>> Begin Text section

The Power to Influence Purchasing Decisions: Real Estate Marketing Insights for Agents

12 min read
The Power to Influence Purchasing Decisions: Real Estate Marketing Insights for Agents

Like any other consumer decision, who to buy from or hire typically comes down to a handful of key factors: awareness, trust, quality, effort, and reliability. More often than not, convincing your leads to sign on with you and to let you guide them to find the right home or list their own requires some savvy salesmanship.

These brand traits were explored at length during a roundtable discussion at Placester’s Boston headquarters to determine what exactly drives consumers’ decision-making and the role businesses — in your case, real estate professionals and agencies — play in their audience’s buying choices.

We hosted the discussion live on Facebook, but you can check out the entire video of the 30-minute panel discussion below, and read on to learn some of the key takeaways from the chat which featured Placester VP of Industry Relations Seth Price, Placester Senior Marketing Manager Katie Price, Wellesley College Professor and Neuroscientist Dr. Sara Wasserman, and Wistia Customer Growth Manager Andrew Capland.

>> End Text section

▶ [Exercise instructions]:
Continue the real estate marketing article from the point where it stops.

>> Begin Stored rows

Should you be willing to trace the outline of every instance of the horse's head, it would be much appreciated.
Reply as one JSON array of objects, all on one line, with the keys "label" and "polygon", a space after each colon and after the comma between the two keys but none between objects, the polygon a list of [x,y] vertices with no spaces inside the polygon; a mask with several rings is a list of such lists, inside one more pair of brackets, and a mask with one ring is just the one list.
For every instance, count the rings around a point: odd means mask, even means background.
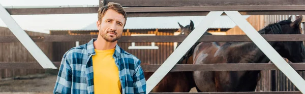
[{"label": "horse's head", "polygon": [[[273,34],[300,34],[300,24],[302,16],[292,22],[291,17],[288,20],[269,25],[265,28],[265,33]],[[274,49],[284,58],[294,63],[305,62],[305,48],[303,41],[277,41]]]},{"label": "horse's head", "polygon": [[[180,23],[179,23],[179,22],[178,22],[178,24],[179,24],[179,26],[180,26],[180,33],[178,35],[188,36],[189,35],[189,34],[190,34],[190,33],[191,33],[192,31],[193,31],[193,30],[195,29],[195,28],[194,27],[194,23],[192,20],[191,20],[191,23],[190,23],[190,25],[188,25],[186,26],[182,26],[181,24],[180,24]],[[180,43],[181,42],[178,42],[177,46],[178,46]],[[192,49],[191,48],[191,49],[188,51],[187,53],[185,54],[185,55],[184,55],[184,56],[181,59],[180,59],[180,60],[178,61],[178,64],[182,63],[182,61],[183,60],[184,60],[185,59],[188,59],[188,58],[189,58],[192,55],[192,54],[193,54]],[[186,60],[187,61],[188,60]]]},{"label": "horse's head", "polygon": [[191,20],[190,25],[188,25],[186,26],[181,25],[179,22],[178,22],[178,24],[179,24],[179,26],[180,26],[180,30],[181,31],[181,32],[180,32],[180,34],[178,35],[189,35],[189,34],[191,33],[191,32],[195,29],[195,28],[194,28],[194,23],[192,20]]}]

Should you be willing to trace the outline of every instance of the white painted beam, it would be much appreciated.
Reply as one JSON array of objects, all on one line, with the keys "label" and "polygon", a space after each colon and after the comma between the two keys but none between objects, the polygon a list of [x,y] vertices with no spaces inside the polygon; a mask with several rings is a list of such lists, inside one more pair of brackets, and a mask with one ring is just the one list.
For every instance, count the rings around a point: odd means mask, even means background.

>> End Stored rows

▶ [Answer for the task]:
Dr. Sara Wasserman: Fruit flies and humans have more in common than you think. Bear with me for a second …

Human beings may not feel comfortable being compared to animals that still reside within the food chain, but as Dr. Wasserman indicated during the panel discussion, people and fruit flies share many commonalities. This isn’t a slight to humans, but rather an interesting evolutionary detail — and one that can help modern marketers and brands better understand how their niche audience’s minds work.

“Fruit fly brains are really similar to our brains — surprisingly,” Dr. Wasserman noted. “It’s pretty amazing and very humbling. They have these big eyes, and they have a lot of their brain committed to processing visual information so they don’t crash into things. … But the way in which they interact with the world, take in sensory information, assign value to it, prioritize that information, integrate their internal state … they might assign different value to the things in their environment.”

So, just like humans, fruit flies make quick, instinctual decisions about what they do, eat, and fly to by the second. Only humans, of course, have the ability to consume products and services, though, and that is something Dr. Wasserman stated is something businesses all over will continue to research further to better understand whom they serve.

“I’m really trying to understand how the brain makes a decision, and in the lab, we have to decide what it means for the brain to make a decision,” Dr. Wasserman added. “For me, at this moment in time, the first step is what to pay attention to in your environment and what to ignore, and assigning value to what you pay attention to. … You’re constantly updating that value and things can change.”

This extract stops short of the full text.